Written instruction: Scale the entries from the line containing "coat. Report bounding boxes for all instances." down to the line containing "[161,142,416,499]", both included, by writing them out again with their requests unchanged. Multiply every bounding box coordinate in the answers by 0.6 and round it to a whole number, rounding halves up.

--

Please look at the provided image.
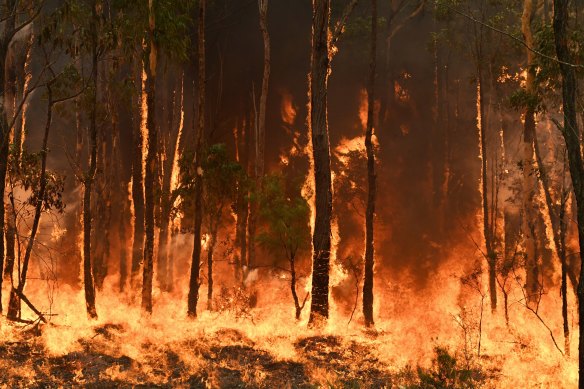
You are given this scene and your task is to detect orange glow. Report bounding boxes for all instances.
[280,92,296,126]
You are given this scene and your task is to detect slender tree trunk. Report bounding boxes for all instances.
[248,0,271,276]
[553,0,584,389]
[521,0,539,303]
[187,0,206,317]
[309,0,333,324]
[0,0,16,313]
[477,64,497,311]
[288,254,308,320]
[131,55,145,286]
[363,0,377,327]
[7,83,54,320]
[142,0,158,313]
[83,0,99,319]
[533,123,570,355]
[207,230,214,311]
[234,120,249,285]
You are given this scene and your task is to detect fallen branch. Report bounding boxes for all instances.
[12,288,47,324]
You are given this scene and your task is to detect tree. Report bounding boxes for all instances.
[553,0,584,389]
[309,0,333,323]
[363,0,377,326]
[521,0,540,302]
[142,0,158,313]
[0,0,45,312]
[258,176,310,320]
[203,144,245,310]
[308,0,357,325]
[187,0,206,317]
[248,0,271,278]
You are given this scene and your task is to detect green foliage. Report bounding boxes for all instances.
[257,175,310,260]
[8,148,65,213]
[171,144,249,229]
[509,89,545,112]
[202,143,246,214]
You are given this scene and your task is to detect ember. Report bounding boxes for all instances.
[0,0,584,389]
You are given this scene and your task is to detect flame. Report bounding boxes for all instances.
[140,62,148,181]
[280,92,296,126]
[359,88,369,129]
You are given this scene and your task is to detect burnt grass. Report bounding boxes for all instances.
[0,324,392,388]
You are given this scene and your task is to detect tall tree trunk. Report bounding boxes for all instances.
[187,0,206,317]
[363,0,377,327]
[521,0,540,303]
[477,65,497,311]
[0,0,16,312]
[248,0,271,276]
[207,229,214,311]
[83,0,99,319]
[156,68,184,291]
[234,120,249,283]
[533,133,570,355]
[131,55,145,286]
[553,0,584,389]
[309,0,332,324]
[7,83,54,320]
[142,0,158,313]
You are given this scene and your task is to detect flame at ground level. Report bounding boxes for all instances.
[0,242,577,388]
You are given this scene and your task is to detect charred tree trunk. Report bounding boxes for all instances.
[309,0,332,324]
[156,68,184,291]
[187,0,206,317]
[553,0,584,389]
[131,56,145,286]
[477,65,497,311]
[521,0,540,303]
[363,0,377,327]
[533,115,570,355]
[248,0,271,276]
[83,1,99,319]
[7,83,54,320]
[207,230,214,311]
[288,252,308,320]
[0,0,16,312]
[142,0,158,313]
[234,120,249,285]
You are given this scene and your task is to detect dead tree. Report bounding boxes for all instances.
[553,0,584,389]
[142,0,158,313]
[187,0,206,317]
[363,0,377,327]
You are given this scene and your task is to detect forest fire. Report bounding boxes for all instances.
[0,0,584,389]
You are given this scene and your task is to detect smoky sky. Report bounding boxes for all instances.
[14,0,512,283]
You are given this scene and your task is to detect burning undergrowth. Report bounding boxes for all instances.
[0,246,577,388]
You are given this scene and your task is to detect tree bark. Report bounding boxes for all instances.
[131,56,145,286]
[521,0,540,303]
[207,230,214,311]
[142,0,158,313]
[0,0,16,313]
[7,84,54,320]
[309,0,332,324]
[363,0,377,327]
[553,0,584,389]
[83,0,99,319]
[187,0,206,317]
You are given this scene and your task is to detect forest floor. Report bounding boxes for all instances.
[0,324,402,388]
[0,316,498,388]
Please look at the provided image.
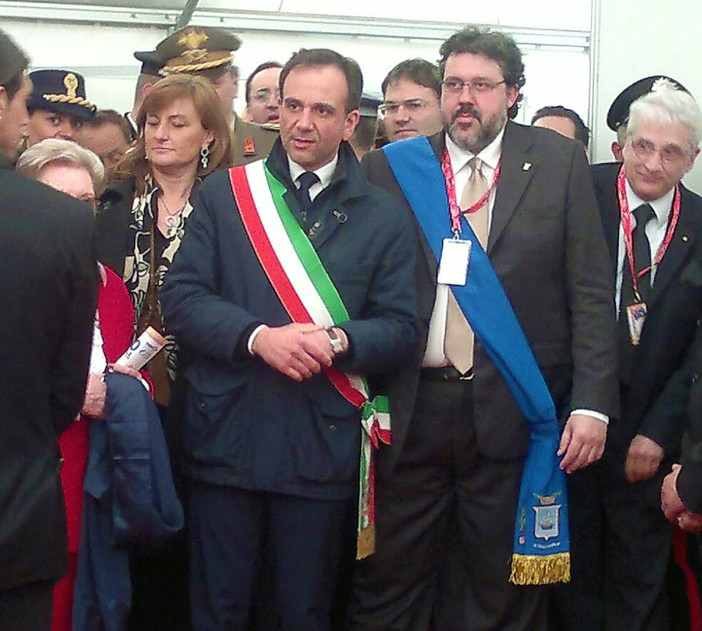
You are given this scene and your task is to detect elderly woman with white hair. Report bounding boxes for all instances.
[17,138,148,631]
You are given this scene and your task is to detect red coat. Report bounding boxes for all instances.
[52,267,134,631]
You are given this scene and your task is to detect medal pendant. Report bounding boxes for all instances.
[626,302,648,346]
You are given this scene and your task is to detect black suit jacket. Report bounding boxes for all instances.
[362,122,618,473]
[677,326,702,513]
[592,163,702,456]
[0,163,98,590]
[161,142,416,499]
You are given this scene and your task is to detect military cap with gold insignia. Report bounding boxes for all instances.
[134,50,162,77]
[27,70,97,119]
[607,74,688,131]
[156,26,241,75]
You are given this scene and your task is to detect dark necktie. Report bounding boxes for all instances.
[619,204,656,383]
[297,171,319,222]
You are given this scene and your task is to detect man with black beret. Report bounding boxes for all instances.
[0,25,99,631]
[27,69,96,147]
[607,75,687,162]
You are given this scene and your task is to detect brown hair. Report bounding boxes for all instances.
[116,74,233,195]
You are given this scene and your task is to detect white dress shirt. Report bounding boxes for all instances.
[614,180,675,317]
[422,129,505,368]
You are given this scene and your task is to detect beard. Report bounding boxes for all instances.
[446,103,507,155]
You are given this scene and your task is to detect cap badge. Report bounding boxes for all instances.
[178,29,210,49]
[63,72,78,99]
[651,77,678,92]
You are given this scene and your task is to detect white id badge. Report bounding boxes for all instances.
[437,239,471,285]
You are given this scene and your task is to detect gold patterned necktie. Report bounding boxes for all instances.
[444,158,488,374]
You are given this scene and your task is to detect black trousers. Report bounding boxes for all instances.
[190,482,347,631]
[0,582,54,631]
[550,450,672,631]
[349,379,546,631]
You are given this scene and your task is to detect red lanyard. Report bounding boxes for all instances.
[617,167,680,300]
[441,146,502,234]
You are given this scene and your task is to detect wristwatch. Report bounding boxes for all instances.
[327,327,346,355]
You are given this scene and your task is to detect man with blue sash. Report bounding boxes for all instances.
[161,49,417,631]
[350,27,618,631]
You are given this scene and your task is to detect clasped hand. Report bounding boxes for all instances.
[251,322,334,381]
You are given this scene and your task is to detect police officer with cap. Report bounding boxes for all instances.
[607,75,688,162]
[27,69,96,147]
[156,26,278,164]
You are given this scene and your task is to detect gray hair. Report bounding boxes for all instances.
[626,79,702,151]
[17,138,105,198]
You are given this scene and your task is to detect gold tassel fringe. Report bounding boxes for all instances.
[356,524,375,559]
[509,552,570,585]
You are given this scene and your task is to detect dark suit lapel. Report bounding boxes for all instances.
[649,190,698,307]
[488,122,538,252]
[592,164,620,274]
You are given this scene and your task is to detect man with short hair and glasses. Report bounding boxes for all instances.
[244,61,283,129]
[378,59,441,142]
[553,77,702,631]
[350,26,617,631]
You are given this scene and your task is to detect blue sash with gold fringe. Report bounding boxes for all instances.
[383,136,570,585]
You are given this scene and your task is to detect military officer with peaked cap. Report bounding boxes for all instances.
[156,26,278,164]
[27,69,96,147]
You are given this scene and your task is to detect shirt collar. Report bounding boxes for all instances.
[446,127,505,173]
[288,153,339,188]
[625,179,675,225]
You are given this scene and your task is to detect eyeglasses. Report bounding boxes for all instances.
[251,88,280,103]
[378,99,429,118]
[631,138,688,167]
[441,77,506,94]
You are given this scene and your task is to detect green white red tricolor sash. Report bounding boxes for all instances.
[229,160,391,558]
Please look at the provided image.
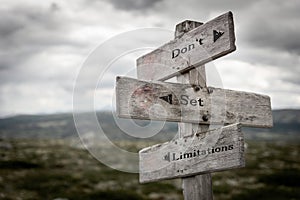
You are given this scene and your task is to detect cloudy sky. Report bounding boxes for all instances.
[0,0,300,116]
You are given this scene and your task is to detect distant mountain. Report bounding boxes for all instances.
[0,109,300,141]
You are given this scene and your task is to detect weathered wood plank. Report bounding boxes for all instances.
[139,124,245,183]
[116,77,273,127]
[137,12,236,80]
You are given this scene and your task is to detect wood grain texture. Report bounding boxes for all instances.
[139,124,245,183]
[137,12,236,80]
[116,77,273,127]
[176,67,213,200]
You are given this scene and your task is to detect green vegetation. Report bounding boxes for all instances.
[0,140,300,200]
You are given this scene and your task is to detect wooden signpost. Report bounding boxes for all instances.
[116,77,272,127]
[116,12,273,200]
[137,12,236,80]
[140,124,245,183]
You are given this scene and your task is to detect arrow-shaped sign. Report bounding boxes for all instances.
[159,94,172,104]
[116,77,273,127]
[139,124,245,183]
[213,30,224,42]
[137,12,236,80]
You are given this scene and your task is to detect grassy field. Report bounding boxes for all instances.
[0,140,300,200]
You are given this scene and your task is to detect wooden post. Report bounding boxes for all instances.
[175,20,213,200]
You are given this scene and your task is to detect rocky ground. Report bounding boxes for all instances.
[0,139,300,200]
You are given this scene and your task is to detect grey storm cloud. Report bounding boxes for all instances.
[0,0,300,115]
[108,0,163,11]
[241,1,300,55]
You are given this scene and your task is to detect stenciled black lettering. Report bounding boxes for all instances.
[180,94,189,105]
[172,49,180,59]
[181,47,187,53]
[198,98,204,106]
[183,153,193,158]
[189,44,195,51]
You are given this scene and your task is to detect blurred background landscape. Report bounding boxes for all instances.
[0,110,300,200]
[0,0,300,200]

--

In response:
You are given this scene and your task is to detect red coat. Report bounding boxes for all instances.
[31,160,80,379]
You are given this scene and your task is to detect medal pendant. Report bounding boxes for all instances.
[376,181,389,208]
You are given this scene and your task is to detect black suit jacket. Report bounding boxes for all instances.
[217,73,371,284]
[406,196,421,308]
[355,98,421,274]
[0,98,59,354]
[97,85,250,299]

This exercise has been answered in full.